[DOCUMENT SEGMENT]:
Tchaikovsky first set foot in Florence in 1878, thanks to the generosity of the wealthy widow Nadezhda von Meck, to whom he sent his impressions every day. He was immediately enchanted by the city’s museums, churches and art galleries, but he made their acquaintance gradually, almost tenderly. He would stroll around in the early morning before returning to his work table around 11.a.m. “I cannot begin to tell you how glorious perfect tranquility of the evenings is, when all you can hear is the distant sound of the waters of the Arno as they tumble or flow down an incline. One can’t imagine a more comfortable or suitable place to work.”

Tchaikovsky never forgot Florence, and in the early 1890s, after the triumphant premiere of Sleeping Beauty, he returned to his “dream city”. There, he composed most of The Queen of Spades and began his String Sextet, a work promised four years earlier to the president of the Imperial Chamber Music Society in Saint-Petersburg. After dashing through the conception of the opera, Tchaikovsky made much slower progress with the sextet. In June of 1890, he wrote to the pianist Alexander Siloti, “I have the constant feeling that instead of writing for six voices, I am writing an orchestral transcription for six instruments.” To his brother, he confided, “It requires six independent and equal voices. It’s incredibly difficult!”

The sextet was first performed privately in Moscow in November 1891 in the presence of Alexander Glazunov and Anatoly Lyadov, who had some reservations about the last two movements. Tchaikovsky confidently made some revisions and, at last satisfied, gave the score to his publisher in June. The definitive version was premiered in Saint Petersburg six months later.

Stored dataset items:
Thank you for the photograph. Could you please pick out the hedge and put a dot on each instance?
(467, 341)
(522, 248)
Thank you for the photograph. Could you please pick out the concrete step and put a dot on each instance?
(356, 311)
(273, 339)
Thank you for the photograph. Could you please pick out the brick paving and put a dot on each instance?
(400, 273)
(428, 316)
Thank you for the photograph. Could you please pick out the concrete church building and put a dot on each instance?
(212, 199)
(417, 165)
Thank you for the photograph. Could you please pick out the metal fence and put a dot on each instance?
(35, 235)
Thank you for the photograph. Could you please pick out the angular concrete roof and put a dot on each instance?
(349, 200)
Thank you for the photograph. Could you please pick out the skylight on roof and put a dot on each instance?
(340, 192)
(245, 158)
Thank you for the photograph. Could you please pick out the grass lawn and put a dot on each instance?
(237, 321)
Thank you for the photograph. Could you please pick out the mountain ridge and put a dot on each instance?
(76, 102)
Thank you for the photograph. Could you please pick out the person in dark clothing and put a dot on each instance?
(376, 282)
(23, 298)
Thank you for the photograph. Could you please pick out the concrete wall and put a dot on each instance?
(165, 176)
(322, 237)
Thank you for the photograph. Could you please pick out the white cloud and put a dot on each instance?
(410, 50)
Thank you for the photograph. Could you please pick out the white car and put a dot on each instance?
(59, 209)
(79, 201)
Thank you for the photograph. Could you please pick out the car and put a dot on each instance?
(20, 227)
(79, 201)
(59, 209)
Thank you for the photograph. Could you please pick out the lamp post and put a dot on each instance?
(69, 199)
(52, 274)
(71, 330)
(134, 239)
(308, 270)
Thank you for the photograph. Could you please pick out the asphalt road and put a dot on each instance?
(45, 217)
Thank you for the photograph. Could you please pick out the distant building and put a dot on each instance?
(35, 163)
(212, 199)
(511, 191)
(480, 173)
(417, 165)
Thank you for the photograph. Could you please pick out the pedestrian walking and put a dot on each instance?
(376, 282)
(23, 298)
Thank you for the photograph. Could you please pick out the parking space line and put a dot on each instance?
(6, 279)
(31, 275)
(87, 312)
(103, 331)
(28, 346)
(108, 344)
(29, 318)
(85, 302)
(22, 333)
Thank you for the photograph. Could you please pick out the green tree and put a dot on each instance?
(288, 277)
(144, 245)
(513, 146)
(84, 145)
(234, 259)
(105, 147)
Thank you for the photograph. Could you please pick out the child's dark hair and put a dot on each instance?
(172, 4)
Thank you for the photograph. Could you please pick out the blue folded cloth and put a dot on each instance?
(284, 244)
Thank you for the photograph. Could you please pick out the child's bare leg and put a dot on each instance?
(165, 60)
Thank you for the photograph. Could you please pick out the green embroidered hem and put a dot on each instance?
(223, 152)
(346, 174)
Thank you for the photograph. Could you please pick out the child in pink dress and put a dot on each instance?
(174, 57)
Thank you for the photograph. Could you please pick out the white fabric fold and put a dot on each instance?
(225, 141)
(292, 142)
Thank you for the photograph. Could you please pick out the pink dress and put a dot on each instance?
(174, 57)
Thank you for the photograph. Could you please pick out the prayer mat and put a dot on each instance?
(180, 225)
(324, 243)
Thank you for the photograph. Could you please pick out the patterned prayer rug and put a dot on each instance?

[TASK INSTRUCTIONS]:
1) In the passage about Tchaikovsky in Florence, reproduce word for word the part that opens with the words containing "The sextet was" and closes with "six months later.".
2) According to the passage about Tchaikovsky in Florence, where and when was the String Sextet first performed privately?

[SOLUTIONS FOR EACH TASK]:
1)
The sextet was first performed privately in Moscow in November 1891 in the presence of Alexander Glazunov and Anatoly Lyadov, who had some reservations about the last two movements. Tchaikovsky confidently made some revisions and, at last satisfied, gave the score to his publisher in June. The definitive version was premiered in Saint Petersburg six months later.

2) In Moscow, in November 1891.